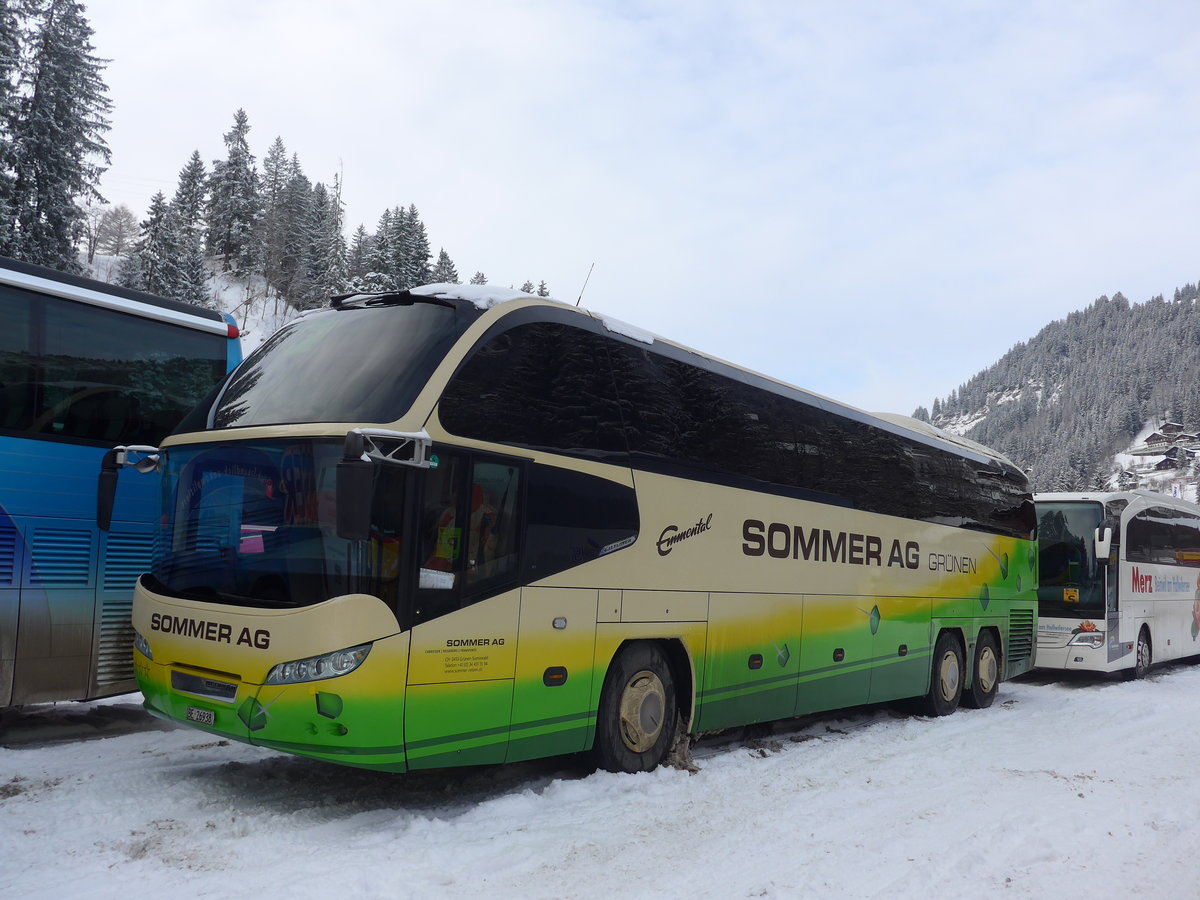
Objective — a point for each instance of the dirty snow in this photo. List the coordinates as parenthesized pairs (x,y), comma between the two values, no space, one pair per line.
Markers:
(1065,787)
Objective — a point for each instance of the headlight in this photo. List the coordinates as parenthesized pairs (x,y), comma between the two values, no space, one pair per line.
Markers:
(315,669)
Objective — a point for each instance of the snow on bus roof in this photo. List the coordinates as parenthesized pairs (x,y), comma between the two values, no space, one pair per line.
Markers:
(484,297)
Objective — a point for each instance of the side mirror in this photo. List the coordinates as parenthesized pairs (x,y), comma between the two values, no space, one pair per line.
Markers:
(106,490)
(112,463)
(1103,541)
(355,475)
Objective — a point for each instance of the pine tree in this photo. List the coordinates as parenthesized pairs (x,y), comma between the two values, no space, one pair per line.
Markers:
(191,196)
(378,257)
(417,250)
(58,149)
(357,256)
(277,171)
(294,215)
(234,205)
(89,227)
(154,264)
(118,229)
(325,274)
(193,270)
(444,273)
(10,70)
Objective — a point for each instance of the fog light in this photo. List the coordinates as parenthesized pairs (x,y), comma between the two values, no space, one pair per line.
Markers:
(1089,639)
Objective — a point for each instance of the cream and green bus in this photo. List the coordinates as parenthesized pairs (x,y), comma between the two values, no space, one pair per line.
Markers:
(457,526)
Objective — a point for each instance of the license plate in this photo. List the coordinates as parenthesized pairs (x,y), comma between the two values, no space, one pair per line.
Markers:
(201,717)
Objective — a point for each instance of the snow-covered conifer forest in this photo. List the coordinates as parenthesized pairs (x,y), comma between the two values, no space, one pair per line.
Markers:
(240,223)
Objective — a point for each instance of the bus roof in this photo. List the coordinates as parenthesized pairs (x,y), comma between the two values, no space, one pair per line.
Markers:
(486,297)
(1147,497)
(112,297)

-*-*-

WHAT THE EXERCISE ASKS
The lines running from the beginning of the listing above through the line that holds "Objective — a point for each instance of the snow-covered" are to be duplicated exactly, both ends kept, pictures omitted.

REPLY TO THE EXERCISE
Objective — a point for each instance of the dirty snow in this photo. List the coordinates as parenthesized pairs (x,y), comma between the two values, no space, one pair per line.
Markers:
(1065,787)
Objective — a point for each instance of the headlight in this photo. List the coordinates as parenthesized pairs (x,y), comma between the two values, no space, one pair per line.
Markers:
(315,669)
Objective — a point for each instance of the snow on bus roof in this photo. List the coordinates as parenthesized pairs (x,y), comma between the two values, no space, one pair per line.
Markers:
(484,297)
Objective — a point for each instance of the side mirror in this photo. List the coordinates as parenthesized pairs (x,y), comma between the two values, no space, one pair per line.
Markers:
(106,490)
(112,463)
(1103,541)
(355,475)
Objective — a point for each instance of the pine tree in this photo. List the coordinates as parenthesized pairs (x,y), comma between the two values, no space, one pair per line.
Markers:
(191,196)
(378,257)
(417,250)
(58,149)
(357,256)
(277,171)
(294,215)
(234,205)
(89,227)
(154,264)
(118,229)
(325,274)
(193,270)
(444,273)
(10,70)
Objective — a point for each instance of the fog light in this photo. List the coordinates as parenthesized pairs (x,y), comma between the two values, no space, one pair per line.
Markers:
(1089,639)
Objective — a point for each instance of the cream and green bus in this photo. List the coordinates as parenthesized pairs (x,y), comma between the two values, no space, one pair per line.
Markers:
(457,526)
Objective — a point for each instance of the license plate in this photo. List the coordinates as parenthesized pairs (x,y), comma between the two values, no space, one pair per line.
Markers:
(201,717)
Objective — a point for each instance of the snow-covered conifer forest in this photo. List the coordinates as parenthesized pairs (x,y), comma between the two values, no space, one pair per line.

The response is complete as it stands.